Do this
Copy out the complete listing, word for word.

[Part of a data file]

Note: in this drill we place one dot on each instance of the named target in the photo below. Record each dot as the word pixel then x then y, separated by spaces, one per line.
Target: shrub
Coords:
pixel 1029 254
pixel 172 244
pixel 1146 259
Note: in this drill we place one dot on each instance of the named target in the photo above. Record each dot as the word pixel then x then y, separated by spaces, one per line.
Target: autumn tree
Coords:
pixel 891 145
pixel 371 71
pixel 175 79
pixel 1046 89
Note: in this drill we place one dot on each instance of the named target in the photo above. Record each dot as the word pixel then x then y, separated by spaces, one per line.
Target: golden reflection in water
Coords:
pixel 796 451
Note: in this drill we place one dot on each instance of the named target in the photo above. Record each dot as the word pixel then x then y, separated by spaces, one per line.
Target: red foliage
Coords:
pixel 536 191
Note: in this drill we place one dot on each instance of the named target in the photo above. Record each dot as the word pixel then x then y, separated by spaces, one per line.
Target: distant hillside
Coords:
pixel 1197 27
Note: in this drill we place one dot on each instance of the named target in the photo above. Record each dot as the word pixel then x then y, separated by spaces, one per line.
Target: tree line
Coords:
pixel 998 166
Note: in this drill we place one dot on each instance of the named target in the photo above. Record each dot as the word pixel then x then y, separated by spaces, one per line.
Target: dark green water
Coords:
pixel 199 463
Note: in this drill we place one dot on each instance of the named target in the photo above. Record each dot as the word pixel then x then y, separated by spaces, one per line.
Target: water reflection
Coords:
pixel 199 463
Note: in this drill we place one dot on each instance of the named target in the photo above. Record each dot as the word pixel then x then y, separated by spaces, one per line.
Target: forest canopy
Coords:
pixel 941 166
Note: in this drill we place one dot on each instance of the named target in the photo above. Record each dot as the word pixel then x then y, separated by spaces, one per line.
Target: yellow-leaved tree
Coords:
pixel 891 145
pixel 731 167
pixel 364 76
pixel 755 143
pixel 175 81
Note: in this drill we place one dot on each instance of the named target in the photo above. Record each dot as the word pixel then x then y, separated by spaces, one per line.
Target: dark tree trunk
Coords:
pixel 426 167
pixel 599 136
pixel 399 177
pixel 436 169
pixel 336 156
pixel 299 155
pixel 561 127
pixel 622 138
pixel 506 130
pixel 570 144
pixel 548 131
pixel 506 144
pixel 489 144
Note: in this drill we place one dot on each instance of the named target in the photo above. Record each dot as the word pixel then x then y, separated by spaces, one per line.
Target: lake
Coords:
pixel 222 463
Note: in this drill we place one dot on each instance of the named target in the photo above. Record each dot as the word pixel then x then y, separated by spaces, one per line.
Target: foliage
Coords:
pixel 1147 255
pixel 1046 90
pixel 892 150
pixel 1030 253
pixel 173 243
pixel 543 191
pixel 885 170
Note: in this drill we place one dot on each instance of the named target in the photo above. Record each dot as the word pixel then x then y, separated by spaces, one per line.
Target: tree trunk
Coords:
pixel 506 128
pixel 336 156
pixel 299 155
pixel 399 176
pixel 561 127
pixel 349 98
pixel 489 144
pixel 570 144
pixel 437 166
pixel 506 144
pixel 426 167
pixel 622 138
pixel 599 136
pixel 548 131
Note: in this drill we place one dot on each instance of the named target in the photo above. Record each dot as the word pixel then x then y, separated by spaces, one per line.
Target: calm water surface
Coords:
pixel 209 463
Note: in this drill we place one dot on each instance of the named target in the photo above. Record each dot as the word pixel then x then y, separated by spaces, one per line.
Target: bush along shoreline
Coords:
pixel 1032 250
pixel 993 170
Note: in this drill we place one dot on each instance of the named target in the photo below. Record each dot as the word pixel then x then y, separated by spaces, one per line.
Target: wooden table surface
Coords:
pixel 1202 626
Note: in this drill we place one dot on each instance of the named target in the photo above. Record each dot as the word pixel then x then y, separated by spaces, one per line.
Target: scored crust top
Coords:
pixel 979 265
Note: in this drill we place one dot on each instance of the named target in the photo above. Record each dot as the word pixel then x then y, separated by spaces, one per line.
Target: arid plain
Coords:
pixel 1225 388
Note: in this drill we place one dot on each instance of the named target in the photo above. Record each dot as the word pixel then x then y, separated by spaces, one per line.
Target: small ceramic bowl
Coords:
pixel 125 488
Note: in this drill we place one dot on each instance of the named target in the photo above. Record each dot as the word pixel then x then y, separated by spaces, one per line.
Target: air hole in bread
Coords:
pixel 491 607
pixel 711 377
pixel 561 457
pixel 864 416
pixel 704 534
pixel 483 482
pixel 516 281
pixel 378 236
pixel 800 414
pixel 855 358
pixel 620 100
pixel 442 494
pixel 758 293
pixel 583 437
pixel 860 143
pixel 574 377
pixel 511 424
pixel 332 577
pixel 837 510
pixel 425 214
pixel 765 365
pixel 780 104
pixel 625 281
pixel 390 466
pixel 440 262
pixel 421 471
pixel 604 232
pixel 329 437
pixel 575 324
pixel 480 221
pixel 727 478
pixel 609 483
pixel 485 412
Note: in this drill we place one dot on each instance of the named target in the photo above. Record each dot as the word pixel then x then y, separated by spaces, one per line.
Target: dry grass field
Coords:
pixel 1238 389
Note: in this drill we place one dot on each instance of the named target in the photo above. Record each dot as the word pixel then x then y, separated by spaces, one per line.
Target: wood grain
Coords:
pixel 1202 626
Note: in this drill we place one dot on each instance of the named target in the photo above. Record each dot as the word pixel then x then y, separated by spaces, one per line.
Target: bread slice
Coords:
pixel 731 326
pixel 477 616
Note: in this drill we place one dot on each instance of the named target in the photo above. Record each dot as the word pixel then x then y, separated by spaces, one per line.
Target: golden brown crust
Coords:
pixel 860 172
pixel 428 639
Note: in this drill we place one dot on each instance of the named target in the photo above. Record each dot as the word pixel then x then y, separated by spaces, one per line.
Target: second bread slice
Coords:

Answer for the task
Note: in this drill we place one dot on each instance of the named target in the photo below. Record each dot as the word pixel then x then y, separated by spaces, one per line.
Target: shrub
Coords:
pixel 1029 254
pixel 172 244
pixel 1146 259
Note: in this drill we place one dot on each instance of the named target in the photo above. Record each dot as the word pixel then x then y, separated by spaces, one per line.
Target: autumn tree
Coords:
pixel 891 145
pixel 371 71
pixel 175 79
pixel 1046 89
Note: in this drill we place one dot on each instance of the named target in the photo above. Record each dot as the word pixel then x then y, separated by spaces, one per line.
Target: golden reflection in water
Coords:
pixel 796 451
Note: in this drill we place one dot on each instance of the named target in the photo above. Record each dot as the word pixel then x then y, separated by spaces, one per line.
Target: red foliage
Coords:
pixel 536 191
Note: in this drill we place one dot on each instance of the named target in the photo above. Record each dot as the word pixel then x then y, separated by spaces, one per line.
Target: distant hillside
Coords:
pixel 1197 27
Note: in this drill we place one dot on each instance of the named target in the photo above. Record each dot as the word pixel then x then y, separated by spaces, one per line.
Target: tree line
Coords:
pixel 998 166
Note: in this drill we place one dot on each instance of the named target in the photo above. Record each dot as the word pixel then x then y, separated by spaces, one per line.
Target: dark green water
Coords:
pixel 199 463
Note: in this drill we place one dot on each instance of the named target in the photo above. Record each dot as the word pixel then x then y, separated by spaces, one per line.
Target: water reflection
Coords:
pixel 199 463
Note: in this drill we place one dot on each instance of the named target in the photo above. Record each dot as the word pixel then x then y, separated by spaces, one per line.
Target: forest canopy
Coords:
pixel 941 166
Note: in this drill we place one dot on each instance of the named target in the photo above. Record each dot as the word pixel then x then y, separated by spaces, one per line.
Target: yellow-leaved tree
Coords:
pixel 891 145
pixel 731 167
pixel 364 76
pixel 755 143
pixel 175 81
Note: in this drill we place one dot on each instance of the named target in the photo above. Record each dot as the word pixel then x then y, separated by spaces, one per line.
Target: dark tree trunk
Coords:
pixel 426 167
pixel 599 136
pixel 399 177
pixel 436 169
pixel 336 156
pixel 299 155
pixel 561 127
pixel 622 138
pixel 506 130
pixel 570 144
pixel 548 131
pixel 506 144
pixel 489 144
Note: in this drill we place one dot on each instance of the named target in the photo above. Record each dot as the word pixel then x then y, separated by spaces, one per line.
Target: lake
Coords:
pixel 222 463
Note: in this drill we place one dot on each instance of the named target in the photo above. Record each dot as the word pixel then x then y, separated by spaces, one per line.
Target: foliage
Coords:
pixel 1147 255
pixel 1046 90
pixel 892 150
pixel 1030 253
pixel 173 243
pixel 543 191
pixel 885 170
Note: in this drill we place one dot on each instance of the named target in the photo above. Record each dot as the word pixel then x then y, separated by spaces, one per line.
Target: tree trunk
Coords:
pixel 506 128
pixel 336 156
pixel 299 155
pixel 399 176
pixel 561 127
pixel 349 98
pixel 489 144
pixel 570 144
pixel 437 166
pixel 506 144
pixel 426 167
pixel 622 138
pixel 599 136
pixel 548 131
Note: in this drill we place one dot on each instance of the named target in the photo above. Record each dot as the word pixel then x then y, separated by spaces, one per line.
Target: calm water surface
Coords:
pixel 209 463
Note: in this drill we place one dot on each instance of the named target in the photo above. Record each dot as the word pixel then x then y, separated by spaces, one per line.
Target: bush along shoreline
Coords:
pixel 1032 250
pixel 993 170
Note: in this drill we place one dot on each instance of the named target in the photo below. Record each dot as the word pixel then x then y, separated by spaces, one per line.
Target: wooden table surface
Coords:
pixel 1202 626
Note: in this drill we place one dot on each instance of the named target in the photo above. Record each dot as the word pixel then x then y, separated by spaces, one per line.
Target: scored crust top
Coords:
pixel 979 265
Note: in this drill we place one dot on each instance of the named target in the photo above. Record each dot as the word pixel then x then y, separated by spaces, one per line.
Target: arid plain
Coords:
pixel 1225 388
Note: in this drill we place one dot on each instance of the named target in the photo above. Record each dot as the word pixel then x then y, separated by spaces, one per line.
Target: small ceramic bowl
Coords:
pixel 125 488
Note: in this drill we place one dot on each instance of the named target in the photo above. Record each dot as the word pixel then x then y, separated by spaces, one per line.
Target: air hole in bread
Coords:
pixel 491 607
pixel 711 377
pixel 561 457
pixel 864 416
pixel 704 534
pixel 483 482
pixel 516 281
pixel 378 236
pixel 800 414
pixel 855 358
pixel 620 100
pixel 442 494
pixel 758 293
pixel 583 437
pixel 860 143
pixel 574 377
pixel 511 424
pixel 332 577
pixel 837 510
pixel 425 214
pixel 765 365
pixel 780 104
pixel 625 281
pixel 390 466
pixel 440 262
pixel 421 471
pixel 604 232
pixel 329 437
pixel 575 324
pixel 480 221
pixel 727 478
pixel 609 483
pixel 485 412
Note: in this drill we place one dot on each instance of the named target in the photo above. Record each dot as the word pixel then x then y, separated by spaces, one per line.
Target: dry grass field
Coords:
pixel 1238 389
Note: in this drill we place one dot on each instance of the named target in the photo above. Record each dot as the word pixel then x then y, separated by spaces, one per line.
Target: wood grain
Coords:
pixel 1202 626
Note: in this drill we place one dot on each instance of the named target in the photo above. Record each dot as the word pixel then x then y, separated by spaces, one per line.
Target: bread slice
Coords:
pixel 731 326
pixel 477 616
Note: in this drill we place one dot on each instance of the named target in the photo above. Record each dot as the word pixel then x then y, separated by spaces, one per line.
Target: golden brown crust
Coords:
pixel 860 172
pixel 428 639
Note: in this drill we place one dot on each instance of the named target in the photo above. Record each dot as the word pixel then x then y, separated by spaces, one per line.
Target: second bread slice
Coords:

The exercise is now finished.